──────── Excerto apresentado

Como é sabido, entre nós, a consagração constitucional do princípio da proporcionalidade não merece contestação, pelo menos desde 1982. Com efeito, a Constituição da República Portuguesa, desde a primeira revisão constitucional, consagra no seu artigo 2.º o Estado de direito democrático, sendo certo que o princípio da proporcionalidade se encontra ínsito nesse conceito político-jurídico, do qual constitui uma necessária decorrência.

O mesmo princípio da proporcionalidade aflora, aliás, em várias disposições constitucionais relevantes: o artigo 18.º, n.º 2, relativo às restrições aos direitos, liberdades e garantias; o artigo 19.º, n.º 4, impondo expressamente o respeito pelo princípio da proporcionalidade na opção pelo estado de sítio ou pelo estado de emergência, bem como nas respectivas declaração e execução; o artigo 19.º, n.º 8, no que concerne às providências a tomar pelas autoridades com vista ao restabelecimento da normalidade constitucional; o artigo 28.º, n.º 2, relativo à prisão preventiva; o artigo 30.º, n.º 5, prevendo as limitações a direitos fundamentais que decorram das exigências próprias da execução de penas ou medidas de segurança ou inerentes ao sentido da condenação; o artigo 266.º, n.º 2, que consagra expressamente a subordinação dos órgãos e agentes administrativos ao princípio da proporcionalidade; o artigo 270.º, relativo às restrições ao exercício de direitos dos militares e agentes militarizados, bem como dos agentes dos serviços e forças de segurança; e, por fim, o artigo 272.º, n.º 2, referente às medidas de polícia.

────────────────
──────── Excerto dos dados

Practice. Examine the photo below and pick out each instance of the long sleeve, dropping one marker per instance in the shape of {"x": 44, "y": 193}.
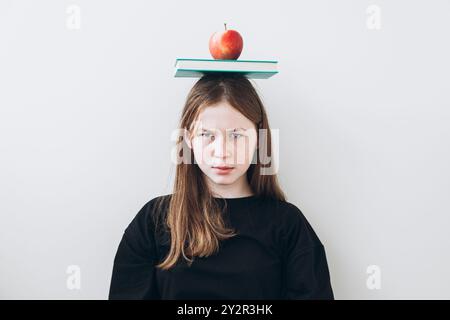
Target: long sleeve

────────────────

**O que fazer**
1: No excerto apresentado sobre o princípio da proporcionalidade, qual é o artigo da Constituição da República Portuguesa que consagra o Estado de direito democrático?
2: Retome o excerto apresentado sobre o princípio da proporcionalidade e continue-o a partir do ponto em que termina.

**Resultados finais**
1: O artigo 2.º.

2:
De resto, o Tribunal Constitucional tem sucessivamente reconhecido o valor constitucional do princípio da proporcionalidade (cf., entre muitos outros, o Acórdão 25/84, Acórdãos do Tribunal Constitucional, 2.º vol., p. 7, o Acórdão 85/85, Acórdãos do Tribunal Constitucional, 5.º vol., p. 245, o Acórdão 64/88, Acórdãos do Tribunal Constitucional, 11.º vol., p. 319, Acórdão 349/91, Acórdãos do Tribunal Constitucional, 19.º vol., p. 507, o Acórdão 363/91, Acórdãos do Tribunal Constitucional, 19.º vol., p. 79, o Acórdão 152/93, Acórdãos do Tribunal Constitucional, 24.º vol., p. 323, o Acórdão 634/93, Acórdãos do Tribunal Constitucional, 26.º vol., p. 205, o Acórdão 370/94, Diário da República, 2.ª série, de 7 de Setembro de 1994, o Acórdão 494/94, Diário da República, 2.ª série, de 17 de Dezembro de 1994, o Acórdão 59/95, Acórdãos do Tribunal Constitucional, 30.º vol., p. 79, o Acórdão 572/95, Acórdãos do Tribunal Constitucional, 32.º vol., p. 381, o Acórdão 758/95, Acórdãos do Tribunal Constitucional, 32.º vol., p. 803, o Acórdão 958/96, Acórdãos do Tribunal Constitucional, 34.º vol., p. 397, e o Acórdão 1182/96, Acórdãos do Tribunal Constitucional, 35.º vol., p. 447).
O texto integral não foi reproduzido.